[Begin Quoted passage]

Nevertheless, to ensure compatibility with prevalent datasets like MD17, we also computed single-point spin-polarized KS-DFT (also called unrestricted KS-DFT) values. These calculations employ the M0616 exchange-correlation functional — a notably superior meta-GGA functional relative to PBE for chemical reactions. This dual approach culminates in two datasets: xxMD-CASSCF and xxMD-DFT. The former captures potential energies and forces across the first three electronic states for azobenzene, dithiophene, malonaldehyde, and stilbene. The latter provides recomputed ground-state energy and force values, anchored on the same trajectories. All computational details are described in supplementary information section G Computational details. Notice that SA-CASSCF PESs can be more complicated than DFT surfaces due to more complicated electronic structure algorithm from SA-CASSCF, i.e. choice of active space. Both xxMD datasets are structured via a temporal split method, partitioning training and testing data based on trajectory timesteps. We want to emphasize that xxMD datasets do not involve nonadiabatic coupling vectors (NACs) for two reasons: first, the advances in the field of nonadiabatic dynamics have enabled NAC-free nonadiabatic dynamics simulations, for example, curvature-driven dynamics20,21,22,23,24. Second, the purpose of the current work is to provide a database which includes a wide nuclear configuration space for which the energies and gradients of multiple electronic states are available. Therefore, the machine learning force field models can be tested against each surfaces. We note that an appropriate fit of a coupled PESs with multiple electronic states for a single system requires diabatic representation, which is beyond the discussion of the current work25,26,27.

[End Quoted passage]
[Begin Information provided]

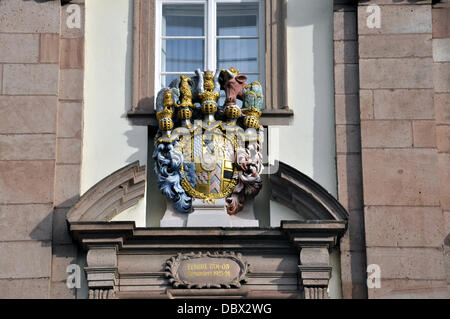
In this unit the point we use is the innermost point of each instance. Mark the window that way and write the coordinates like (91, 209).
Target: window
(173, 37)
(209, 35)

[End Information provided]

• Task goal:
Answer from the passage on the xxMD datasets:
1. Which four molecules does xxMD-CASSCF cover?
2. On what basis are training and testing data partitioned in both xxMD datasets?
3. What do the xxMD datasets not include?
The lines after the passage on the xxMD datasets are separate material.

• The completed task:
1. Azobenzene, dithiophene, malonaldehyde, and stilbene.
2. Trajectory timesteps, using a temporal split method.
3. Nonadiabatic coupling vectors (NACs).